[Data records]
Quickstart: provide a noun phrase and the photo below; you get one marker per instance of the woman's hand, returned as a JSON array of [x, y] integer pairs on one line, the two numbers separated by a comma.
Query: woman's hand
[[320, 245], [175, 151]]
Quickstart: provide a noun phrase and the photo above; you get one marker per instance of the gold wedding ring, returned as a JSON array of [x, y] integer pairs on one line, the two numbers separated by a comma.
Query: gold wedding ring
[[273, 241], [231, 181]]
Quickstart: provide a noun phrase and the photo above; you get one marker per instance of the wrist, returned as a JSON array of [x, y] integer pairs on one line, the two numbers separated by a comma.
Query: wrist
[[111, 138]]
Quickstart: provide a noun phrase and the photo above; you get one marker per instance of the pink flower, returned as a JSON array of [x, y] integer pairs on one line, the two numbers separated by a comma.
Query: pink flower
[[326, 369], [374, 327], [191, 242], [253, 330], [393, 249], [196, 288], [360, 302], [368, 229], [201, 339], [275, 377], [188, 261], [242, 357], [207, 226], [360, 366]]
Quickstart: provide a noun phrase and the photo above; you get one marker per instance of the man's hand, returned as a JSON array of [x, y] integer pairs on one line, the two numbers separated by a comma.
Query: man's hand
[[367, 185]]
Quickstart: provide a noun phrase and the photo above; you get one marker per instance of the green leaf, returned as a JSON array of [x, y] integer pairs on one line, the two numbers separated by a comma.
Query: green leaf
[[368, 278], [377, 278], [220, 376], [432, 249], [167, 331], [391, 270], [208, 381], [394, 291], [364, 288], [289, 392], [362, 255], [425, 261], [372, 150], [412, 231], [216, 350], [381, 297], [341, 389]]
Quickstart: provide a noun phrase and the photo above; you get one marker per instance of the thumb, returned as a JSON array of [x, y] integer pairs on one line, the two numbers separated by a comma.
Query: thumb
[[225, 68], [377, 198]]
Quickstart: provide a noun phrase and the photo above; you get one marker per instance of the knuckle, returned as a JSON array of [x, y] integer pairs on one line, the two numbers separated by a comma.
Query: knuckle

REQUIRED WORK:
Please edit the lines above, changing every "noun phrase" to "search term" and leaving everything else unchanged.

CORRECT OUTPUT:
Quickstart: provide a search term and the photo below; you get one marker per instance of the woman's hand, returned as a JSON array of [x, y] integer pairs on one line, the two numbers separated by a comma.
Query: woman's hand
[[320, 245], [175, 151]]
Quickstart: provide a search term and the photo above; you get one marker per instance of the gold wedding ring, returned as a JSON array of [x, y] integer pairs on one line, the two numbers separated by a comma.
Query: gold wedding ring
[[273, 241], [231, 181]]
Quickstart: provide a search term and the photo above; you get one marker per instance of the wrist, returned as a JSON array of [x, y] integer pairs on one line, the two numbers separated by a comma.
Query: wrist
[[111, 138]]
Quickstart: provide a search term and the photo above; you get one marker per instance of the pink flower, returned as a JSON array of [x, y] integer pairs on one line, the two numbers separated by a comma.
Query: pink flower
[[326, 369], [374, 327], [191, 242], [253, 330], [393, 249], [196, 288], [360, 302], [368, 229], [201, 339], [275, 377], [188, 261], [242, 357], [207, 226], [360, 366]]
Quickstart: provide a search term and the photo above; you get one marker per instance of the man's hand, returned as a JSON array of [x, y] integer pairs on one line, the two numbers separated by a comma.
Query: man's hand
[[367, 185]]
Quickstart: provide a search term and the photo above; you get one marker per instance of the green leaf, returned as a JSON array of [x, y] integer pairs on one line, the two numbers separated by a comma.
Query: green leaf
[[368, 278], [377, 278], [220, 376], [432, 249], [167, 331], [391, 270], [208, 381], [394, 291], [364, 288], [289, 392], [362, 255], [425, 261], [372, 150], [412, 231], [216, 350], [381, 297], [341, 389]]
Quickstart: provide a search term and the photo above; you get one marker per instance of the thumb, returned as a JSON array of [x, y] integer pairs on one line, the two numbers separated by a comma.
Query: thumb
[[225, 68], [377, 198]]
Quickstart: provide a search term and the photo above; you get one marker per instance of the knuckle, returned as a JSON array of [x, y] integer pairs on one line, the two numbers separated by a comma.
Query: knuckle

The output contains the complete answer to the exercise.